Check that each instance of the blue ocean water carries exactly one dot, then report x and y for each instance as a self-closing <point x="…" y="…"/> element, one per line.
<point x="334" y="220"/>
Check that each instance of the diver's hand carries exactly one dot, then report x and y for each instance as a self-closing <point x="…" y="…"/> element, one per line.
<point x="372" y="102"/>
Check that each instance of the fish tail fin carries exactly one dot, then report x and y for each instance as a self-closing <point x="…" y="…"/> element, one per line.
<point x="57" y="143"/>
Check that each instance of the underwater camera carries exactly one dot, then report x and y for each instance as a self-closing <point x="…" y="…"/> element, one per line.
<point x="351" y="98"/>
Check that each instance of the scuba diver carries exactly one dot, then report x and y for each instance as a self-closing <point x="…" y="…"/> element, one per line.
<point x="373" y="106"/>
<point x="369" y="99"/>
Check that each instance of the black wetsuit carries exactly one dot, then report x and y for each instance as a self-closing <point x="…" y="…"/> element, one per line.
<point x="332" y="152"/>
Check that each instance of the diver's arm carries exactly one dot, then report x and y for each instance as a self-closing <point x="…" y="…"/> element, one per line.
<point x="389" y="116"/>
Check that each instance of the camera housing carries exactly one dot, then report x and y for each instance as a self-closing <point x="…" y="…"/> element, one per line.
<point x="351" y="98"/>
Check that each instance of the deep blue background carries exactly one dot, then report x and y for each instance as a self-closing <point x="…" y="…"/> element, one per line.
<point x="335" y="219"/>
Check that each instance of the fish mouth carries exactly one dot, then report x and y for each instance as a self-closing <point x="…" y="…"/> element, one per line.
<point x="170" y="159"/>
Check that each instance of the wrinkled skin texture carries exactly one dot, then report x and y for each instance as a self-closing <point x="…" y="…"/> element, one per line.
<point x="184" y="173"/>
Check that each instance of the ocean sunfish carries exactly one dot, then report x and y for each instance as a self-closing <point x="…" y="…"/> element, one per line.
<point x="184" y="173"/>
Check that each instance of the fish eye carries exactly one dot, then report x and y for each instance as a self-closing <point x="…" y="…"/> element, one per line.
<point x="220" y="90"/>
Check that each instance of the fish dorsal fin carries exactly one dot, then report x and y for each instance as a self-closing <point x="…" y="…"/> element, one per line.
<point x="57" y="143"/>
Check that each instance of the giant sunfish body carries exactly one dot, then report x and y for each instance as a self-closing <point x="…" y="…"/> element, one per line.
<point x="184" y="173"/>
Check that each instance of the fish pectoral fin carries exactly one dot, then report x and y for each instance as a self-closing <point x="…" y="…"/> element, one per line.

+ + + +

» **Task item**
Using the line that contains "Check that each instance of the fish eye" as the first, reproduce each line exactly through the last line of the listing.

» **Answer section**
Check that each instance of the fish eye carries exactly one dot, then report x and y for each instance as a self-closing <point x="…" y="…"/> element, one per line.
<point x="220" y="90"/>
Check that each instance of the fish dorsal fin carries exactly one dot, then report x and y for each instance as a self-closing <point x="…" y="…"/> element, one per line.
<point x="57" y="143"/>
Check that each instance of the giant sunfish body carries exactly one dot, then report x and y for each instance as a self-closing <point x="…" y="…"/> element, one per line.
<point x="184" y="173"/>
Check that each instance of the fish pectoral fin carries exactly one dot, then report x and y for each instance as a self-closing <point x="…" y="…"/> element, one per line.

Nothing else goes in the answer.